▸ Excerpt provided:
..........

The LAK-17 is designed to meet the requirements of the utility category of JAR-22. It is a single-seat mid-wing sailplane of composite construction with a T-tail and flaps, it has a retractable single-wheel main landing gear and has airbrakes on the upper wing surface. The airfoil is a combination of the LAP92-130/15, at its roots, and the LAP-92-150/15, at its tips. The LAK-17 holds water ballast in tanks in the wing and fin. The LAK-17A was certified in November 1994 by the Lithuanian Civil Aviation Authority. A new variant with an improved wing was designated the LAK-17B. All variants have a 15.00 m wingspan but a wing with span increased to 18.00 m is available as an option; powered self-sustaining versions are also produced.

An optional front electric sustainer engine variant was developed for the LAK-17 by Slovenian engineers at LZ Design. It originally had a 0.9 metre propeller, and the latest versions have a 1.0 metre propeller in the nose driven by an electric motor.

==Variants==
- LAK-17A
Production flapped 15- or 18-metre wingspan sailplane.
- LAK-17AT
Powered self-sustaining sailplane variant of the LAK-17A with a Solo 2350 two-cylinder air-cooled two-stroke retractable engine.
- LAK-17A FES
A LAK-17A with a front electric sustainer.
- LAK-17B
Improved variant with new wing profile and modified geometry.
- LAK-17BT
Powered self-sustaining sailplane variant of the LAK-17B with a Solo 2350 retractable engine.
- LAK-17B FES
A LAK-17B with a front electric sustainer.
- LAK-17C FES
Improved variant with aerodynamic changes as well as a raised undercarriage to provide increased ground clearance for the folding propeller and increased battery capacity for self launching.

..........

▸ Supplied material:

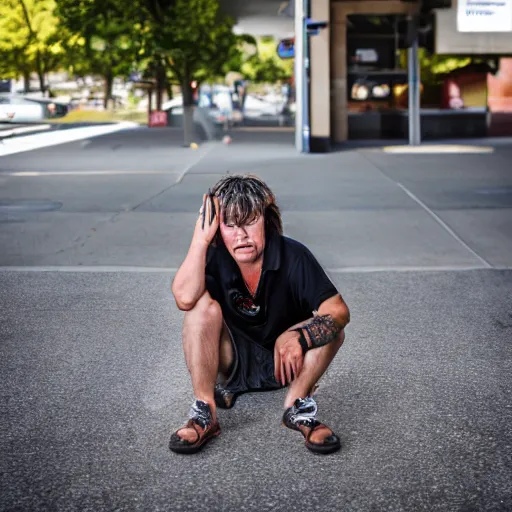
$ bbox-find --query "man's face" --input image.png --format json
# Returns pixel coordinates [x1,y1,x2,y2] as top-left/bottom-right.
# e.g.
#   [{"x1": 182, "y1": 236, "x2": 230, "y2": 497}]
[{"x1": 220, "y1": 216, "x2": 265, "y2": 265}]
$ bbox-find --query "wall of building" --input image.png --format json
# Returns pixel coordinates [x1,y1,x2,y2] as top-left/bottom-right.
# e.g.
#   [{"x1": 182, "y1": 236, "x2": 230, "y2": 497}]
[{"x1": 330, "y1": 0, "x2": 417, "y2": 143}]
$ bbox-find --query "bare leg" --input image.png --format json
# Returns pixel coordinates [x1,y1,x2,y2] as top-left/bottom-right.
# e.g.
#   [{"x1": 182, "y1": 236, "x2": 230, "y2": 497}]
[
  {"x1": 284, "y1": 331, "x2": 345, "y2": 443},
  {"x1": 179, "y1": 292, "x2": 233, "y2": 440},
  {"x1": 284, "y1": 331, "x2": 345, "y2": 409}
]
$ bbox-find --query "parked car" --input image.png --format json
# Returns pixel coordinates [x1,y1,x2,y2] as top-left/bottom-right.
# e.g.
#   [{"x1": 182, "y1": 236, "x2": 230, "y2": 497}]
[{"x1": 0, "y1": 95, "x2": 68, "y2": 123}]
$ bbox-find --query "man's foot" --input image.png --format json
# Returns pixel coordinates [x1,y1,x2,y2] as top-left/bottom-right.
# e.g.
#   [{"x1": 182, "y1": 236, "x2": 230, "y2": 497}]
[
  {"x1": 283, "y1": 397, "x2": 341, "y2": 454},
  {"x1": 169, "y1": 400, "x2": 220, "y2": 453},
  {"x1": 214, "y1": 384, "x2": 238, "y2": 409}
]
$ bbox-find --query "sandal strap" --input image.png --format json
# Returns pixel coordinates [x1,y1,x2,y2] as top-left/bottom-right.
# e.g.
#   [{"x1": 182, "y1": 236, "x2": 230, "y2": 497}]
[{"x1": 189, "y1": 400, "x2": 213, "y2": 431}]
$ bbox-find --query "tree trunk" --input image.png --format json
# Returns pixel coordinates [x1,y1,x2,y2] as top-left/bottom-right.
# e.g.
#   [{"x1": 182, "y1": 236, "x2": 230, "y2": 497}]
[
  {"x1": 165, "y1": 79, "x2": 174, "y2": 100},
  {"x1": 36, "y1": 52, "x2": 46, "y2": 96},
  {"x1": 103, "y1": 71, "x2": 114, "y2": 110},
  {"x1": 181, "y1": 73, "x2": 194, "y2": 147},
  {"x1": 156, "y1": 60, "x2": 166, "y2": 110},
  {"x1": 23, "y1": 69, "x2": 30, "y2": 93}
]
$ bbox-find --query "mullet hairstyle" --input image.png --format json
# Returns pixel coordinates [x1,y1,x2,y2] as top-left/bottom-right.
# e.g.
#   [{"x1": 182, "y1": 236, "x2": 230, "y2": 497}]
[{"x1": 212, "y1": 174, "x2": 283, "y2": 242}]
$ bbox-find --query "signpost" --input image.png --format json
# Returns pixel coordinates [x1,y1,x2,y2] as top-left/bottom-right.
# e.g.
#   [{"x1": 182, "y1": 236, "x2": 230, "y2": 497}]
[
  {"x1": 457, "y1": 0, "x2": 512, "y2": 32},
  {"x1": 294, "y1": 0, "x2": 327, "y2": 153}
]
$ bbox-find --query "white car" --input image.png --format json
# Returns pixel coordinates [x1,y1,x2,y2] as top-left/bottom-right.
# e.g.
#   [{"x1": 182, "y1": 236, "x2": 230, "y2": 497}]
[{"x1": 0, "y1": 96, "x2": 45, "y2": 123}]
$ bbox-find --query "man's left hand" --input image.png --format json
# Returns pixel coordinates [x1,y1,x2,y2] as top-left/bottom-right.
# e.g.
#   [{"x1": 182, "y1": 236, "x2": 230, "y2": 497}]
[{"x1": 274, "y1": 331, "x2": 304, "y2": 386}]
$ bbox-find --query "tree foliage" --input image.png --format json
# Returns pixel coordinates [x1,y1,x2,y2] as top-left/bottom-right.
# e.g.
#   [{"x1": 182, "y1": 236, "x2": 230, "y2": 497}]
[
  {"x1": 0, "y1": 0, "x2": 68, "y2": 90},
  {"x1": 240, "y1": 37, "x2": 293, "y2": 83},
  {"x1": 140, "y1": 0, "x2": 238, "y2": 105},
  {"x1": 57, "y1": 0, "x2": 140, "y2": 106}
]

..........

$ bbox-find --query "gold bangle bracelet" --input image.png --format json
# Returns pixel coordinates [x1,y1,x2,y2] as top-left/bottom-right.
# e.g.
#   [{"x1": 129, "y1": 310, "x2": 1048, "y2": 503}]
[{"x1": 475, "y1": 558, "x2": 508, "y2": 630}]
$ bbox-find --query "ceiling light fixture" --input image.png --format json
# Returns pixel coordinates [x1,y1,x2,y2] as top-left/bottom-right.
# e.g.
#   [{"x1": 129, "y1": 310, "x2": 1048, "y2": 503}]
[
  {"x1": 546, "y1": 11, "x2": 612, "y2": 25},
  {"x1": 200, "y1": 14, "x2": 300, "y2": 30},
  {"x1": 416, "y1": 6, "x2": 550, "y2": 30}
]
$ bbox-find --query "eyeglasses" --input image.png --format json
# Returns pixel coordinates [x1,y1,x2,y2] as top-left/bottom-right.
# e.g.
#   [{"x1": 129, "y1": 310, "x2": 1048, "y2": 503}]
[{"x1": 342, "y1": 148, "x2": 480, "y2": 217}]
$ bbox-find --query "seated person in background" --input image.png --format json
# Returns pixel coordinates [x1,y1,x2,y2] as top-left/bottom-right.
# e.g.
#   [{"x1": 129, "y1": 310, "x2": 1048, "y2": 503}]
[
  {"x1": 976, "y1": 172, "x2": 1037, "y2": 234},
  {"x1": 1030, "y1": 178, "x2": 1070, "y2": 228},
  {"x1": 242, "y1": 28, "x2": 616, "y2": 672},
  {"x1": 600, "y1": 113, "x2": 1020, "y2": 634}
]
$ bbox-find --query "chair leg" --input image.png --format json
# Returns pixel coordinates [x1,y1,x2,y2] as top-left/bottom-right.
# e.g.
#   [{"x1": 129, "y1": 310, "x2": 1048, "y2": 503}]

..........

▸ Your task: Print the full text on the LAK-17 sailplane word for word, from its opening sentence to its final line. These records play no part in the work that follows.

▸ Solution to this exercise:
The LAK-17 is designed to meet the requirements of the utility category of JAR-22. It is a single-seat mid-wing sailplane of composite construction with a T-tail and flaps, it has a retractable single-wheel main landing gear and has airbrakes on the upper wing surface. The airfoil is a combination of the LAP92-130/15, at its roots, and the LAP-92-150/15, at its tips. The LAK-17 holds water ballast in tanks in the wing and fin. The LAK-17A was certified in November 1994 by the Lithuanian Civil Aviation Authority. A new variant with an improved wing was designated the LAK-17B. All variants have a 15.00 m wingspan but a wing with span increased to 18.00 m is available as an option; powered self-sustaining versions are also produced.

An optional front electric sustainer engine variant was developed for the LAK-17 by Slovenian engineers at LZ Design. It originally had a 0.9 metre propeller, and the latest versions have a 1.0 metre propeller in the nose driven by an electric motor.

==Variants==
- LAK-17A
Production flapped 15- or 18-metre wingspan sailplane.
- LAK-17AT
Powered self-sustaining sailplane variant of the LAK-17A with a Solo 2350 two-cylinder air-cooled two-stroke retractable engine.
- LAK-17A FES
A LAK-17A with a front electric sustainer.
- LAK-17B
Improved variant with new wing profile and modified geometry.
- LAK-17BT
Powered self-sustaining sailplane variant of the LAK-17B with a Solo 2350 retractable engine.
- LAK-17B FES
A LAK-17B with a front electric sustainer.
- LAK-17C FES
Improved variant with aerodynamic changes as well as a raised undercarriage to provide increased ground clearance for the folding propeller and increased battery capacity for self launching.